§ Your instructions
Copy out the records below exactly as they appear.

§ Data in this exercise
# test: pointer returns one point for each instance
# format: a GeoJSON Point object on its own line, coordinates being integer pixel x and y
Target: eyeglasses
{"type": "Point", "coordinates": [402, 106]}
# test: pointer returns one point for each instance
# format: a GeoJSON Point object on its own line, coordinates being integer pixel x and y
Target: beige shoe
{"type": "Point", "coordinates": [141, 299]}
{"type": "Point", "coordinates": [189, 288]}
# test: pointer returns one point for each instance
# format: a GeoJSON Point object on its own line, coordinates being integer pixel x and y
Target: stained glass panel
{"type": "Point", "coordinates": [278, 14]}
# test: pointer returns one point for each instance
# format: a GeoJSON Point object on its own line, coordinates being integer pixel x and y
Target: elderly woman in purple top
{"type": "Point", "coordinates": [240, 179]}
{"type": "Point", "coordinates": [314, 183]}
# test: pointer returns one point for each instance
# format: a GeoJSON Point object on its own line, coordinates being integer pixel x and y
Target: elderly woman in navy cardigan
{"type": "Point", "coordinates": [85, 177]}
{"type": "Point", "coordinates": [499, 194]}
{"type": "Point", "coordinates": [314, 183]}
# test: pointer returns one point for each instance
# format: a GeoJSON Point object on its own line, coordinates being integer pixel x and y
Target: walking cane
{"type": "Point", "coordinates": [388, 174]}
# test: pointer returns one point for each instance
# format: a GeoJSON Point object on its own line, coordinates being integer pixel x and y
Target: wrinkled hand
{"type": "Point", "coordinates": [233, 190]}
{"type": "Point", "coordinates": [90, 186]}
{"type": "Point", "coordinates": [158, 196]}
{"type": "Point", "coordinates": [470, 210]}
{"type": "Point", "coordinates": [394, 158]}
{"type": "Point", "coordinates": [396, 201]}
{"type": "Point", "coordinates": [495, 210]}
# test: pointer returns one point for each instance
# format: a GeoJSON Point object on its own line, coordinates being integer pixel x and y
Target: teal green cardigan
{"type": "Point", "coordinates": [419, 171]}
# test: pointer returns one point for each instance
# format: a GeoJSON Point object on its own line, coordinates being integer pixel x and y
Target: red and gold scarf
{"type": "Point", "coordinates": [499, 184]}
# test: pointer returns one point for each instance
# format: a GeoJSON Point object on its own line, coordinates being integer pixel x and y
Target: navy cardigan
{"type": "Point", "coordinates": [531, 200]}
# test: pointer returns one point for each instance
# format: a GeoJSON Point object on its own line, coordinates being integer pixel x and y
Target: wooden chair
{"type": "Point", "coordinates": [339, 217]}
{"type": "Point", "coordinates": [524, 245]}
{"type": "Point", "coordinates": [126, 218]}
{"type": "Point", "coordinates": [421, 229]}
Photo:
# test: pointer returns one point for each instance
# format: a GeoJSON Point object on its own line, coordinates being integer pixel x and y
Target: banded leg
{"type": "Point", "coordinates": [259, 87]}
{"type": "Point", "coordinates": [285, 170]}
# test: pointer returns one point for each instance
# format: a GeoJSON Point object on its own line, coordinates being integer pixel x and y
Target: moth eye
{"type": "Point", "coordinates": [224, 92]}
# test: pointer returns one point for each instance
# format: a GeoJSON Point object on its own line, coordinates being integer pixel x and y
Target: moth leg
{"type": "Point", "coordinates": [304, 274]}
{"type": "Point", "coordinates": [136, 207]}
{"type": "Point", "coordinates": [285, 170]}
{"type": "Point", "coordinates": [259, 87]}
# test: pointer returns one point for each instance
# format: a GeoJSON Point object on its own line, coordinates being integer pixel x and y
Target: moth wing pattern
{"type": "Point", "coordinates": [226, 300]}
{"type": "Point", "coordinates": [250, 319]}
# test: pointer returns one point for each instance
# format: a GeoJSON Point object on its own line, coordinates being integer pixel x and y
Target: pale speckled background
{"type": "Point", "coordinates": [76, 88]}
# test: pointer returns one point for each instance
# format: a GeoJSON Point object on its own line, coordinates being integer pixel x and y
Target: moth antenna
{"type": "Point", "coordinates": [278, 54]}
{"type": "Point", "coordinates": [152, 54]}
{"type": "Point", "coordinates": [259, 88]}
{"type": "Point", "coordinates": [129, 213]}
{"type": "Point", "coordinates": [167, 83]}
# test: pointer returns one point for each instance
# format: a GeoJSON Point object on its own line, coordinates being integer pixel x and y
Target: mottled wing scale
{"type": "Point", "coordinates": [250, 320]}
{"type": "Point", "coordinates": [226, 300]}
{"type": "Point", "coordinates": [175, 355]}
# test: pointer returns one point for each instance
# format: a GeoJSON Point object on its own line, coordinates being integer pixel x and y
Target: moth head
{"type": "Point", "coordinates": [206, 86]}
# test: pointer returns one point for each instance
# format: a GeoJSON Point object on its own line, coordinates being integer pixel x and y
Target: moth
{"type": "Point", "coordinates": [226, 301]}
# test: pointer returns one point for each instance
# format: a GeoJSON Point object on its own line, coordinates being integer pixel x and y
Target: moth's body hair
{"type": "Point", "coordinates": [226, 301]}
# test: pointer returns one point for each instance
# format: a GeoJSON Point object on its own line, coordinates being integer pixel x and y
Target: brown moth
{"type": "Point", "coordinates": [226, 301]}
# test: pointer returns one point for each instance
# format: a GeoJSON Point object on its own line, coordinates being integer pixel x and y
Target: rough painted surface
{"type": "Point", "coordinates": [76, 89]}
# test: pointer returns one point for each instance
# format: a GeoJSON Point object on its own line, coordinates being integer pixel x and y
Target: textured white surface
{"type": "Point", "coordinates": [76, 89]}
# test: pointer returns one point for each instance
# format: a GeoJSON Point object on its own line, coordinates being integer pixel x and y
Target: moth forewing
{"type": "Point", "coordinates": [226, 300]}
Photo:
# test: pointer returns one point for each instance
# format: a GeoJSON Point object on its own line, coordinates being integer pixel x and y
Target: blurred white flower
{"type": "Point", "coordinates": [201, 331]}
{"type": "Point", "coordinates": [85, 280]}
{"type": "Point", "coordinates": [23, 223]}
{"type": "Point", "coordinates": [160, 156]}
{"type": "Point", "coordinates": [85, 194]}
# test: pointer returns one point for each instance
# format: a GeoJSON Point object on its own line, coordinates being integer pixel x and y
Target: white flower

§ Answer space
# test: pointer returns one point for each instance
# format: a GeoJSON Point object on its own line, coordinates being integer pixel x and y
Target: eyeglasses
{"type": "Point", "coordinates": [402, 106]}
# test: pointer returns one point for each instance
# format: a GeoJSON Point object on its own line, coordinates being integer pixel x and y
Target: beige shoe
{"type": "Point", "coordinates": [141, 299]}
{"type": "Point", "coordinates": [189, 288]}
# test: pointer returns one point for each instance
# format: a GeoJSON Point object on its own line, coordinates being integer pixel x and y
Target: stained glass panel
{"type": "Point", "coordinates": [278, 14]}
# test: pointer returns one point for each instance
# format: a GeoJSON Point object on its own line, coordinates being integer pixel x and y
Target: elderly woman in purple top
{"type": "Point", "coordinates": [240, 179]}
{"type": "Point", "coordinates": [314, 183]}
# test: pointer returns one point for each instance
# format: a GeoJSON Point object on its own line, coordinates being integer pixel x and y
Target: elderly woman in navy cardigan
{"type": "Point", "coordinates": [85, 177]}
{"type": "Point", "coordinates": [499, 194]}
{"type": "Point", "coordinates": [314, 183]}
# test: pointer returns one point for each instance
# format: a GeoJSON Point object on its own line, coordinates being integer pixel x and y
Target: walking cane
{"type": "Point", "coordinates": [388, 174]}
# test: pointer returns one point for each instance
# format: a GeoJSON Point object on its own line, coordinates being integer pixel x and y
Target: wrinkled hand
{"type": "Point", "coordinates": [233, 190]}
{"type": "Point", "coordinates": [90, 186]}
{"type": "Point", "coordinates": [158, 196]}
{"type": "Point", "coordinates": [470, 210]}
{"type": "Point", "coordinates": [394, 158]}
{"type": "Point", "coordinates": [396, 201]}
{"type": "Point", "coordinates": [495, 210]}
# test: pointer returns one point for each instance
# format: a GeoJSON Point object on its own line, coordinates being integer pixel x and y
Target: teal green cardigan
{"type": "Point", "coordinates": [419, 171]}
# test: pointer returns one point for each instance
# format: a GeoJSON Point object on its own line, coordinates being integer pixel x and y
Target: red and gold scarf
{"type": "Point", "coordinates": [499, 184]}
# test: pointer returns one point for each instance
# format: a GeoJSON Point object on its own line, coordinates being integer pixel x and y
Target: navy cardigan
{"type": "Point", "coordinates": [531, 200]}
# test: pointer returns one point for each instance
# format: a GeoJSON Point object on its own line, coordinates being integer pixel x and y
Target: wooden chair
{"type": "Point", "coordinates": [339, 217]}
{"type": "Point", "coordinates": [524, 245]}
{"type": "Point", "coordinates": [126, 218]}
{"type": "Point", "coordinates": [421, 229]}
Photo:
# test: pointer returns one point for each instance
# format: a GeoJSON Point object on its own line, coordinates being integer pixel x and y
Target: banded leg
{"type": "Point", "coordinates": [259, 87]}
{"type": "Point", "coordinates": [285, 170]}
# test: pointer returns one point for each instance
# format: a GeoJSON Point object on its own line, coordinates being integer pixel x and y
Target: moth eye
{"type": "Point", "coordinates": [224, 92]}
# test: pointer returns one point for each instance
# format: a GeoJSON Point object on its own line, coordinates being integer pixel x and y
Target: moth leg
{"type": "Point", "coordinates": [304, 274]}
{"type": "Point", "coordinates": [136, 207]}
{"type": "Point", "coordinates": [285, 170]}
{"type": "Point", "coordinates": [259, 87]}
# test: pointer returns one point for each instance
# format: a GeoJSON Point object on its own line, coordinates being integer pixel x and y
Target: moth wing pattern
{"type": "Point", "coordinates": [226, 300]}
{"type": "Point", "coordinates": [250, 319]}
# test: pointer returns one point for each instance
# format: a GeoJSON Point object on its own line, coordinates being integer pixel x and y
Target: pale speckled background
{"type": "Point", "coordinates": [76, 88]}
# test: pointer returns one point for each instance
# format: a GeoJSON Point object on its own line, coordinates being integer pixel x and y
Target: moth antenna
{"type": "Point", "coordinates": [278, 54]}
{"type": "Point", "coordinates": [152, 54]}
{"type": "Point", "coordinates": [259, 88]}
{"type": "Point", "coordinates": [129, 213]}
{"type": "Point", "coordinates": [167, 83]}
# test: pointer returns one point for each instance
# format: a GeoJSON Point object on its own line, coordinates being integer pixel x and y
Target: mottled wing scale
{"type": "Point", "coordinates": [250, 320]}
{"type": "Point", "coordinates": [226, 300]}
{"type": "Point", "coordinates": [175, 355]}
# test: pointer returns one point for each instance
# format: a GeoJSON Point object on its own line, coordinates being integer pixel x and y
Target: moth head
{"type": "Point", "coordinates": [206, 86]}
# test: pointer returns one point for each instance
# format: a GeoJSON Point object on its own line, coordinates being integer pixel x and y
Target: moth
{"type": "Point", "coordinates": [226, 301]}
# test: pointer returns one point for each instance
# format: a GeoJSON Point object on its own line, coordinates being integer pixel x and y
Target: moth's body hair
{"type": "Point", "coordinates": [226, 301]}
# test: pointer returns one point for each instance
# format: a GeoJSON Point object on its own line, coordinates being integer pixel x and y
Target: brown moth
{"type": "Point", "coordinates": [226, 301]}
# test: pointer returns one point for each instance
# format: a GeoJSON Point object on its own line, coordinates being integer pixel x and y
Target: rough painted surface
{"type": "Point", "coordinates": [76, 89]}
# test: pointer returns one point for each instance
# format: a GeoJSON Point object on its own line, coordinates being integer pixel x and y
Target: textured white surface
{"type": "Point", "coordinates": [76, 89]}
# test: pointer returns one point for each instance
# format: a GeoJSON Point object on its own line, coordinates being integer pixel x and y
Target: moth forewing
{"type": "Point", "coordinates": [226, 300]}
Photo:
# test: pointer returns one point for each instance
# format: a GeoJSON Point object on its own line, coordinates being integer pixel x and y
Target: blurred white flower
{"type": "Point", "coordinates": [201, 331]}
{"type": "Point", "coordinates": [85, 280]}
{"type": "Point", "coordinates": [23, 223]}
{"type": "Point", "coordinates": [160, 156]}
{"type": "Point", "coordinates": [85, 194]}
# test: pointer returns one point for each instance
# format: a GeoJSON Point object on its own line, coordinates being integer pixel x and y
Target: white flower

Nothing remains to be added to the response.